Many companies are rushing to try and jump into social media because they feel tremendous pressure to prevent being left behind. Most of us have moved past the need to make a business case for social media and into the era of “needing” social media as part of our overall marketing mix.  The statistics on social media adoption are astounding. A recent study found that over 90% of marketers indicate that social media is important for their business. This is a drastic shift from where we were even just a short 2 years ago. In the same study, more than half of the respondents had less than 1 year of experience in social media.

It’s not surprising then that when faced with building a corporate social media presence, most are turning to Facebook as the answer. Facebook has become the strategy you “won’t get fired for.” I mean how could you? There are over 600 million users on Facebook so there is a good chance that your customers are there just waiting for you to engage them, right? I mean aren’t we all just walking and talking Facebook fans, right? Not necessarily. Here are 6 reasons a company should NOT create a Facebook Fan Page.

Walking Facebook CostumeReason #6 to NOT create a Facebook Fan Page – You don’t know WHY you need a fan page

You don’t want to create a fan page just to have one. If you haven’t defined a clear goal that you are trying to accomplish with your fan page, it is well…really unlikely you’ll reach it. Fan pages without purpose are like grave yards, there are a lot of pretty flowers to look at, but once you get there you realize this isn’t a place for enjoying your morning coffee. Ask yourself what you want your fan page to do for the company; help you retain your existing customers, help you capture new leads, or help you generate awareness for your brand?

Reason #5 to NOT create a Facebook Fan Page – You don’t know HOW you are going to use Facebook to advance the mission

Okay, so you know why you have a Facebook Fan Page, but you don’t have a strategy for how Facebook can be used to actually accomplish your goal. If you are trying to capture new leads, stop and look at Facebook and ask yourself this VERY important question, “If you wanted to buy my services and you were on our fan page, could you?” It’s clear a lot of companies that are on Facebook haven’t thought about this question. If a fan wants to buy, you want to make it SUPER easy for them.

Reason #4 to NOT create a Facebook Fan Page – You don’t know WHO you are reaching on Facebook

It isn’t effective to create a fan page and sit and wait for just anyone to show up and like your page. It is important that you know exactly who your target audience is and how you can attract them to your page. Your page needs to be relevant and interesting to your audience. If you think people will like your page because they “like” your brand, you will be sorely disappointed. Once you understand who your audience is you have to show a compelling reason for someone to want to engage with your brand. Ask yourself if your one-size fits all approach typically will actually end up being one-size fits “none”.

Reason #3 NOT to create a Facebook Fan Page – You don’t know WHAT value you will provide to your fans

Once you know who you are targeting you need to figure out what you will do to keep them engaged. A few clever status updates won’t cut it, if you want to inspire your audience to take action. Ask yourself, “if a fan likes our page, what’s in it for them?” Why would someone want to be a fan of your page? Facebook moves quickly and the best way to stay at the top of someone’s news feed is to have content that results in “likes” and comments. If your content doesn’t provide value…it won’t inspire people to click on the fancy hand with a protruding thumb.
══════════
GIVEN TASK A:
Please answer these questions about the passage on Facebook fan pages above, one per line:
(i) According to the recent study, what share of marketers say social media is important for their business?
(ii) How many users does the passage say Facebook has?
(iii) What does the passage compare fan pages without purpose to?
GIVEN TASK B: Tally the lines in the rows below that contain the string "plate". Case counts. Give only the number.
══════════
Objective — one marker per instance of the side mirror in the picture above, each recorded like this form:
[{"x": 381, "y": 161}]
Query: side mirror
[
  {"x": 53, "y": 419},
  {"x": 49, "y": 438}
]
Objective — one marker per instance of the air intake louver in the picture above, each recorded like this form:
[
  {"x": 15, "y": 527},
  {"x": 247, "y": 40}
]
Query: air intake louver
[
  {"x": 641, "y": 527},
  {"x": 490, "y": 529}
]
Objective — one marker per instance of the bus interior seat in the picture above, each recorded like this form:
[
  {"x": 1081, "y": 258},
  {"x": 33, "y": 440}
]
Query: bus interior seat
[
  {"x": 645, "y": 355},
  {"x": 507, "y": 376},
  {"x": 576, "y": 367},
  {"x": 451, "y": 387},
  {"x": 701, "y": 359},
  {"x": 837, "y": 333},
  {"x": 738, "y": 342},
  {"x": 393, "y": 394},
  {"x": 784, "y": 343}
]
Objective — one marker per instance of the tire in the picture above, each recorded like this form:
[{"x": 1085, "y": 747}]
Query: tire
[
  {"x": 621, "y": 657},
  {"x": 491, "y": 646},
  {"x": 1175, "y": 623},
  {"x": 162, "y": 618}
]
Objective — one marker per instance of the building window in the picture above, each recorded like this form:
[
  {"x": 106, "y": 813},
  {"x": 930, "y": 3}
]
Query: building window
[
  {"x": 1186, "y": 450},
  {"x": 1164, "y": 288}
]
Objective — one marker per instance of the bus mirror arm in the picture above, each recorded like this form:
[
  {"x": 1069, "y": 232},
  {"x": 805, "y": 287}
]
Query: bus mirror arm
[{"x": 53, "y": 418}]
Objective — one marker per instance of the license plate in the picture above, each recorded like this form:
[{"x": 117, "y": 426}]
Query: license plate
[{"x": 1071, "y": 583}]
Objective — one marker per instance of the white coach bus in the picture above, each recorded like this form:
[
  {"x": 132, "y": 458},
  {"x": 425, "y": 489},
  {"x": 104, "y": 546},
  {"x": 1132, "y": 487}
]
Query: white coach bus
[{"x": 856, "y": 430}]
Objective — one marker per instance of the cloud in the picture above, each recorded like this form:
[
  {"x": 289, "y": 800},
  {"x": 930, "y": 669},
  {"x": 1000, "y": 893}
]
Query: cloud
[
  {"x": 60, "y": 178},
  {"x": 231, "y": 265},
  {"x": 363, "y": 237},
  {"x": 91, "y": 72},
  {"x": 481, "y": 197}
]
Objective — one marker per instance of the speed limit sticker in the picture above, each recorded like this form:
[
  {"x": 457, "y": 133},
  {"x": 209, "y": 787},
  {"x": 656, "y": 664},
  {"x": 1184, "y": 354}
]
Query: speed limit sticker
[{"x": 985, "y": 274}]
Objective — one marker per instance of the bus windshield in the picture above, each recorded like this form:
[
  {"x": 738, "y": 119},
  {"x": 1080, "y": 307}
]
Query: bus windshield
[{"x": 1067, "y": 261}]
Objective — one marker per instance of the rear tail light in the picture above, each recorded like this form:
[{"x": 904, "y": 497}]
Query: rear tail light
══════════
RESULT A:
(i) Over 90%
(ii) Over 600 million
(iii) Grave yards

RESULT B: 2